# ears infected!!



## ashley_danielle20 (Jun 18, 2009)

so we got k.o.'s ears done last tuesday and 2day they started 2 smell so we jus unwrapped them and they r infected!! im takin him 2 the vet 2morrow a.m. is there anything we can do 4 the rest of the day?? the smell and look sooooo horrible!!


----------



## performanceknls (Apr 4, 2009)

This happens when they crop then wrap the ears sometimes. Just air them out and you can clean them with water and a q-tip. JUST use water anything else may burn since they are already infected. If they are too painful, just let them air out till you can go to the vet. Your pup will need ear meds and maybe an antibiotic.


----------



## FloorCandy (Feb 19, 2009)

I am not an expert, but I would guess it would be ok to put neosporin on them. You could probably clean them with some warm water with antibacterial soap mixed in, and dip a cloth in and wipe it on gently, try to get as much of the puss and gunk off as possible, and then put on some neosporin. I'm sure there is someone here who can offer better advice, but thats how I generally treat something looking infected, or in danger of becomming infected.

** Dataset entries **
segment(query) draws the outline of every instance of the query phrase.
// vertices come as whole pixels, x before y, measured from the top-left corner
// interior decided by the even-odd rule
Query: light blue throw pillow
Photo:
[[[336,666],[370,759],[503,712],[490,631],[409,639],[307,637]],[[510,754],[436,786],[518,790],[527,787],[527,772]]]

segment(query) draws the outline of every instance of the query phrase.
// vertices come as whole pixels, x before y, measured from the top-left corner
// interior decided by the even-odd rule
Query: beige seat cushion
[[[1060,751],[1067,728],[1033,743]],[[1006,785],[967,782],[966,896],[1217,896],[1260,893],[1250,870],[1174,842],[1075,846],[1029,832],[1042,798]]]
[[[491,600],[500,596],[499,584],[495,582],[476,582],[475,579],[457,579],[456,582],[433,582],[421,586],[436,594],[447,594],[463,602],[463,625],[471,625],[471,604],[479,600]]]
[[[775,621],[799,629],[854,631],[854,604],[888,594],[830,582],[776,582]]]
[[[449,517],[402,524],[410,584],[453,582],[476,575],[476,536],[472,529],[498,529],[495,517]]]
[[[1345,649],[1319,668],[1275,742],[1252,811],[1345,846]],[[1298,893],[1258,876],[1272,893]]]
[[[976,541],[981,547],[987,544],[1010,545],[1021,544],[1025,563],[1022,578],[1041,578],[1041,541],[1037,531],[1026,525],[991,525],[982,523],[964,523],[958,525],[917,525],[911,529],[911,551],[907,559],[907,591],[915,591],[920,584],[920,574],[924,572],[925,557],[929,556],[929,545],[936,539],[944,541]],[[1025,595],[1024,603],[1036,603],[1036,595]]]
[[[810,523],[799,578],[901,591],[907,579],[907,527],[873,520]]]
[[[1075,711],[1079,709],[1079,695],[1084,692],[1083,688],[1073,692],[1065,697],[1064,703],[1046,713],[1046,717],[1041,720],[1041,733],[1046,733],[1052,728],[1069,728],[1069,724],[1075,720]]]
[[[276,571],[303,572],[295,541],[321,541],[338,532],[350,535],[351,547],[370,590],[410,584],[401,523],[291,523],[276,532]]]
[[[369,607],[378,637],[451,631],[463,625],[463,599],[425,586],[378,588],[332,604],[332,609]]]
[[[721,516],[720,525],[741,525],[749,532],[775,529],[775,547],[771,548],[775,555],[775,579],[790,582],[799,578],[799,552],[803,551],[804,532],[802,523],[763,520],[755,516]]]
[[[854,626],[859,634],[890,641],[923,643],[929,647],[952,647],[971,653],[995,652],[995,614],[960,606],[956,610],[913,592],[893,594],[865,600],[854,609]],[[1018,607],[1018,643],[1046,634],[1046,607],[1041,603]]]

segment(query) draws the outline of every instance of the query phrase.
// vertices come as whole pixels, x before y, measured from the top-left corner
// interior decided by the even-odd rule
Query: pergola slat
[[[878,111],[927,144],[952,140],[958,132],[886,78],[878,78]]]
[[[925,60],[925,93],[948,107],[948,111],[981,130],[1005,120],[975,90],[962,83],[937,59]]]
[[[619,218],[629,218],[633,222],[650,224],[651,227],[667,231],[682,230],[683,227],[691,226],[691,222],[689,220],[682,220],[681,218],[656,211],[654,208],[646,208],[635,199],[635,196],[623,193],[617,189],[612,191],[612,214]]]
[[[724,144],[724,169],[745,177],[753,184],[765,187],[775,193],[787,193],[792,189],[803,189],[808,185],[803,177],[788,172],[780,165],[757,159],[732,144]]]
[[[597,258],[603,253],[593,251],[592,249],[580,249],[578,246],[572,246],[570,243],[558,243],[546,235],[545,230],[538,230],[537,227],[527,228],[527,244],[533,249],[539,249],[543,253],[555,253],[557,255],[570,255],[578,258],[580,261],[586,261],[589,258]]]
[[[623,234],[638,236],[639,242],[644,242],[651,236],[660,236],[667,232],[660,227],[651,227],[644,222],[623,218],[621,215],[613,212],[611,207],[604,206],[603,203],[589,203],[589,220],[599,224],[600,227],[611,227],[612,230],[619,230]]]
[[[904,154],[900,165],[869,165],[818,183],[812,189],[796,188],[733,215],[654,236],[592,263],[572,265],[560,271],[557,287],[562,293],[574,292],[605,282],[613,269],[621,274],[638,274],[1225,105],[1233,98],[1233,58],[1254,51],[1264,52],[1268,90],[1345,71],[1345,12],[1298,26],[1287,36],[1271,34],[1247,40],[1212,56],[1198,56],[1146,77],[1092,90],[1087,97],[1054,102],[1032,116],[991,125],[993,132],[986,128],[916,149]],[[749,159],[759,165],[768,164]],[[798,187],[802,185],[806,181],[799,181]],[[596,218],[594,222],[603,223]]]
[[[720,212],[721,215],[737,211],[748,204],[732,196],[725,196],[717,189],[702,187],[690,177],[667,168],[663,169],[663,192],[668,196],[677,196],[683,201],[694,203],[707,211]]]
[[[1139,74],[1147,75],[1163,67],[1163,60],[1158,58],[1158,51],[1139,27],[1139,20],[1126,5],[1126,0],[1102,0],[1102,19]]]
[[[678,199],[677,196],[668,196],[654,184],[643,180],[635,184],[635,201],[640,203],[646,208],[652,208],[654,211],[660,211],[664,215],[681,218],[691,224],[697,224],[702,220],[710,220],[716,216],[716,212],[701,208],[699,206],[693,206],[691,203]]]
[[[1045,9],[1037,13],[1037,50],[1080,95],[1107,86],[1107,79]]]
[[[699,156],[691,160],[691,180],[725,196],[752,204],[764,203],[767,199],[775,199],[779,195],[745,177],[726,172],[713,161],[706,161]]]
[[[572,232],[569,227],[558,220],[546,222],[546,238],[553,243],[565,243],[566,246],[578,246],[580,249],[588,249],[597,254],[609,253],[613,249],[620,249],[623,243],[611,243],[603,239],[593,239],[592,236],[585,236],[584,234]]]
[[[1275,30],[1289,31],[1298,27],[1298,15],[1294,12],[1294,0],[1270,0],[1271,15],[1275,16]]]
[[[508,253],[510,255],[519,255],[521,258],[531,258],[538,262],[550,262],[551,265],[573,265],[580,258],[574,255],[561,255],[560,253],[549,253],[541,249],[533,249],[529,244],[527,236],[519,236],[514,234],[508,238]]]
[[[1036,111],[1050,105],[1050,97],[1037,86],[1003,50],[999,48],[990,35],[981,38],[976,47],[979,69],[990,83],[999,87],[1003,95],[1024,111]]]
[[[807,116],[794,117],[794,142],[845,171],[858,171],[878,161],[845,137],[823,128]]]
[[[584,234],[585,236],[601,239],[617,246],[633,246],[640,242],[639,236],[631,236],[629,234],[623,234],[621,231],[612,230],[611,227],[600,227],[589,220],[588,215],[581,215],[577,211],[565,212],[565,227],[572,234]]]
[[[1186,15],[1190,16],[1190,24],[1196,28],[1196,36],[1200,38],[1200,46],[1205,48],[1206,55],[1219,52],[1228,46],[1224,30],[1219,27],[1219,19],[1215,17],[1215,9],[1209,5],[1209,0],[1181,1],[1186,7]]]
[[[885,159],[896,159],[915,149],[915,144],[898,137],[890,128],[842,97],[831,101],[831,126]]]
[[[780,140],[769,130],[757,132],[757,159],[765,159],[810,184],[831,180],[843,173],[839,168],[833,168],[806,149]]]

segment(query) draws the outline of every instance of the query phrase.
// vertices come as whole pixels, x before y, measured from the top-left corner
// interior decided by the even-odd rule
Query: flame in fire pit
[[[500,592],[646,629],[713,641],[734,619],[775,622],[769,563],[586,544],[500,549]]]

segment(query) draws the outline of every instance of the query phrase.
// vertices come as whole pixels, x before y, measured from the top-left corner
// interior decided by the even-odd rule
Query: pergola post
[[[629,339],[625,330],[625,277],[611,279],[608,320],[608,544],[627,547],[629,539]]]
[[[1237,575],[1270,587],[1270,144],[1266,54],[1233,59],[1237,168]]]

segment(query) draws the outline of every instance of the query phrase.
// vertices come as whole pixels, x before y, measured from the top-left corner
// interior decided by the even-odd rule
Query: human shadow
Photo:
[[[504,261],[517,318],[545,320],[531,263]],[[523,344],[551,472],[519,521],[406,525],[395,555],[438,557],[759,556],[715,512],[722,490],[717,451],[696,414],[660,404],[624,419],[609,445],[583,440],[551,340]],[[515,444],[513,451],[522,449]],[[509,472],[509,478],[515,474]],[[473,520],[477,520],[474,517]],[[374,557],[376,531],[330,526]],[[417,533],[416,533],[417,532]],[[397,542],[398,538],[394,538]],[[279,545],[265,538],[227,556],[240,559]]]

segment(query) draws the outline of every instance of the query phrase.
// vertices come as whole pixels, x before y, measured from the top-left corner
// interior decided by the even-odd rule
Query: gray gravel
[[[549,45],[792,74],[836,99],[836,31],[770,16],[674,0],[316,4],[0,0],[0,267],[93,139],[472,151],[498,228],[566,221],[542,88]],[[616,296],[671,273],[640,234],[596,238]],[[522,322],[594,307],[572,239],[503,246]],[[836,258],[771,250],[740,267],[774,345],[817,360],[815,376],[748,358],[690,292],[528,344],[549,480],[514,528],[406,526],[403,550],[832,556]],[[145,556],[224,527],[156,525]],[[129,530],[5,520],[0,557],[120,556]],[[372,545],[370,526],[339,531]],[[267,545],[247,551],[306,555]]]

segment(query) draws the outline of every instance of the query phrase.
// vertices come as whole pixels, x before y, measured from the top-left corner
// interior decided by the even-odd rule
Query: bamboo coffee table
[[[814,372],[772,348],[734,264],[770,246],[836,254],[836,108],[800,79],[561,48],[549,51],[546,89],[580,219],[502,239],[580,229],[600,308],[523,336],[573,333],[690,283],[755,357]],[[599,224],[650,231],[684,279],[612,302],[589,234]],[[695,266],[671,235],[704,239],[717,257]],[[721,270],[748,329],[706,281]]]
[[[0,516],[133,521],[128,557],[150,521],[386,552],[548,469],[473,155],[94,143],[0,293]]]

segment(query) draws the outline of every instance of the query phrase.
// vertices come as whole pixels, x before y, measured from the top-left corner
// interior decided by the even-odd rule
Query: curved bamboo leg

** Work to complete **
Please write the next part of the forum thread about the puppy's infected cropped ears, picking up where it stops.

** Result for this exercise **
----------



## performanceknls (Apr 4, 2009)

Ears are different Neosporin will not do any good against yeast. Plain water if fine, then go to the vet and get the correct stuff to treat the ears. You will get otomax or something similar.


----------



## razors_edge (Jun 2, 2009)

the antibacterial soap would burn just use plain water like ^^^he said.....that must suck, they didnt wrap my dogs ears but her stitches did fall out the first day and it looked horrible when theyre all open and bloody....i felt like a butcher


----------



## Indigo Bully Connection (Dec 21, 2006)

Don't stress about the ear infection. You shouldn't have removed the wrapping IMO. The goal with wrapped ears is not to get them wet which will cause an ear infection. Also, if the dog is sensitive to cotton will cause the infection. They should have sent you home with oral antibiotics. I would continue training the ears then worry about infection... unless your vet says otherwise. You just spent a boat load of money to get this procedure done why postpone the results?


----------



## performanceknls (Apr 4, 2009)

I have to respectfully disagree, and ear infection if not cleared up right away will fester if you tape the ears back up. I have had over 15 dogs with cropped over the years and I have seen it all. Once the ears are infected, take care of that first then start the taping again. 5 days to air the ears out and control the infection will not prevent the ears from standing.

I have learned the hard way to make sure I take care of the infection first, last time I tried to wait the poor dogs ears were REALLY bad. now I reread your post and I am wondering if you mean the dog has an ear infection like in the canal with yeast or you mean the cropped outer edge is infected? Those are two different things.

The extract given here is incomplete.